--- start of PROVIDED TEXT ---

Alice is a lender and provides $750 for borrowing.

Bob is a lender and provides $300 for borrowing.

Charlie borrowed $150.

The protocol's reserve is $10.

Then the utilizationRate is calculated as follows:

cash = $750 + $300 - $150 = $900 (subtracting $150 because Charlie has already borrowed these funds, and they are no longer available for borrowing)

borrows = $150

reserves = $10

We get utilizationRate = totalBorrows / cash + borrows - reserves = $150 / ($900 + $150 - $10) ≈ 0.144 ≈ 14.4%

Important! A utilization rate of 14.4% means that only 14.4% of the protocol's assets are being used for borrowing. This implies that a significant portion of assets is free, meaning the protocol has ample liquidity. Borrowers can utilize these assets.

Observation! As the utilization rate increases, interest rates for providing liquidity will rise to motivate lenders to increase the supply of available assets. Conversely, as the utilization rate decreases, borrowing rates will decrease to make borrowing more attractive to borrowers.

Solidity, the language used for writing smart contracts for Ethereum-compatible networks, does not handle fractional numbers. Therefore, smart contracts use precision BASE in the formula.

utilizationRate = borrows * BASE / (cash + borrows - reserves)

To obtain the utilizationRate off-chain, you need to divide utilizationRate by precision.

Kink

What happens if the utilization rate becomes too high and approaches 100%? This means that the balance between free assets available for borrowing and borrowed assets is disrupted. In other words, the amount of assets in use as loans will approach the total assets available. If the utilization rate reaches 100%, it essentially halts the protocol's operation. In such a state, the protocol lacks available liquidity for new loans, and since all assets are already in use as loans, lenders cannot withdraw their assets. In this state, the protocol remains inactive until new liquidity providers arrive or some loans are repaid, which is undesirable. 🤢

To prevent such a situation, a special parameter called kink is used. It defines the value of the utilizationRate at which interest rates increase for both lenders and borrowers.

When utilizationRate < kink, interest rates change linearly. When utilizationRate > kink, interest rates change exponentially. Lenders start earning significantly higher interest for supplying assets, and borrowing becomes more expensive for borrowers.

--- end of PROVIDED TEXT ---

**EXERCISE**
List every person named in the utilization-rate passage, with the role and dollar amount it gives each one.

--- start of DATA EXCERPTS ---

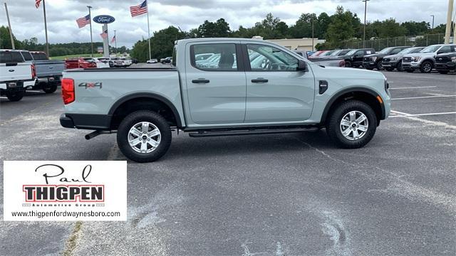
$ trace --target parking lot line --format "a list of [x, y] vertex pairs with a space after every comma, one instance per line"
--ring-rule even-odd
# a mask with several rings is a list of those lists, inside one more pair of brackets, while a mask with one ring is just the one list
[[417, 86], [417, 87], [395, 87], [390, 88], [389, 90], [400, 90], [400, 89], [418, 89], [418, 88], [433, 88], [437, 86]]
[[391, 99], [391, 100], [424, 99], [424, 98], [430, 98], [430, 97], [456, 97], [456, 95], [432, 95], [432, 96], [410, 97]]
[[440, 112], [440, 113], [425, 113], [425, 114], [408, 114], [408, 113], [400, 112], [395, 110], [391, 110], [391, 112], [393, 114], [396, 114], [399, 115], [393, 115], [393, 116], [390, 116], [389, 117], [420, 117], [420, 116], [427, 116], [427, 115], [441, 115], [441, 114], [456, 114], [456, 112]]

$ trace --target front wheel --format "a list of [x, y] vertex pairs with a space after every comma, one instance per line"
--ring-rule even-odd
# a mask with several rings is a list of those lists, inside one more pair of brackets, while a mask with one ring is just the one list
[[331, 141], [344, 149], [358, 149], [367, 144], [377, 129], [373, 110], [359, 100], [341, 103], [326, 122], [326, 132]]
[[138, 110], [120, 122], [117, 132], [119, 149], [128, 159], [151, 162], [162, 157], [171, 144], [171, 129], [161, 115]]
[[8, 92], [6, 92], [6, 97], [8, 98], [8, 100], [9, 100], [9, 101], [19, 101], [22, 100], [24, 94], [25, 92], [24, 91]]
[[430, 73], [432, 70], [432, 63], [430, 61], [425, 61], [420, 67], [420, 71], [424, 73]]

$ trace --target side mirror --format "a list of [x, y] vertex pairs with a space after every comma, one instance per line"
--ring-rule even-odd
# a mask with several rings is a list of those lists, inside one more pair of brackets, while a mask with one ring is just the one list
[[303, 60], [298, 60], [298, 67], [296, 68], [297, 71], [307, 71], [307, 63]]

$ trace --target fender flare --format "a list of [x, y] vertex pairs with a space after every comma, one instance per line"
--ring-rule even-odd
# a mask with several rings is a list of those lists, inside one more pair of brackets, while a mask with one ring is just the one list
[[172, 111], [172, 114], [174, 114], [176, 119], [176, 124], [177, 125], [177, 127], [179, 128], [183, 127], [181, 119], [180, 119], [180, 114], [179, 114], [179, 112], [177, 111], [175, 105], [168, 99], [165, 98], [165, 97], [162, 95], [159, 95], [155, 93], [152, 93], [152, 92], [136, 92], [136, 93], [132, 93], [121, 97], [120, 99], [118, 100], [111, 106], [110, 109], [109, 110], [108, 114], [111, 114], [111, 115], [113, 114], [115, 110], [124, 102], [130, 100], [140, 98], [140, 97], [149, 98], [151, 100], [158, 100], [163, 102], [165, 105], [167, 105], [171, 110], [171, 111]]
[[[368, 93], [369, 95], [372, 95], [374, 98], [376, 98], [377, 96], [380, 96], [380, 97], [381, 98], [381, 96], [378, 95], [378, 93], [375, 92], [374, 90], [368, 89], [368, 88], [366, 88], [366, 87], [350, 87], [350, 88], [347, 88], [347, 89], [343, 89], [341, 90], [338, 92], [337, 92], [337, 93], [336, 93], [335, 95], [333, 95], [328, 101], [328, 102], [326, 103], [326, 106], [325, 107], [324, 110], [323, 111], [323, 114], [321, 114], [321, 119], [320, 119], [320, 123], [321, 124], [324, 124], [324, 122], [326, 120], [326, 117], [328, 116], [328, 113], [329, 112], [329, 110], [331, 109], [331, 107], [333, 106], [333, 104], [336, 102], [336, 100], [337, 100], [337, 99], [342, 96], [344, 94], [346, 93], [349, 93], [349, 92], [366, 92], [366, 93]], [[382, 99], [382, 102], [379, 102], [380, 103], [380, 110], [381, 110], [381, 113], [380, 115], [380, 119], [381, 120], [384, 119], [385, 117], [385, 104], [383, 103], [383, 99]]]

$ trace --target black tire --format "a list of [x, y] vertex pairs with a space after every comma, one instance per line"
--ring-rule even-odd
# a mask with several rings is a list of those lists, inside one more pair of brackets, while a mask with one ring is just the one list
[[9, 101], [19, 101], [22, 100], [25, 92], [6, 92], [6, 97]]
[[43, 86], [43, 90], [46, 93], [53, 93], [56, 90], [57, 90], [57, 83], [48, 82]]
[[[365, 134], [358, 139], [346, 138], [341, 131], [341, 122], [343, 117], [352, 111], [357, 111], [366, 115], [368, 122]], [[348, 128], [347, 128], [348, 129]], [[328, 116], [326, 133], [338, 147], [343, 149], [358, 149], [367, 144], [373, 137], [377, 129], [377, 117], [368, 105], [359, 100], [348, 100], [341, 103]]]
[[420, 65], [420, 71], [423, 73], [431, 73], [432, 68], [434, 68], [434, 63], [429, 60], [423, 61], [421, 65]]
[[[149, 153], [140, 153], [128, 143], [130, 129], [141, 122], [148, 122], [157, 127], [160, 132], [160, 141], [157, 148]], [[122, 153], [129, 159], [139, 163], [151, 162], [162, 157], [171, 144], [171, 129], [163, 117], [150, 110], [138, 110], [128, 114], [122, 120], [117, 132], [117, 143]]]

--- end of DATA EXCERPTS ---

**TASK RESPONSE**
- Alice: lender, provides $750
- Bob: lender, provides $300
- Charlie: borrower, borrowed $150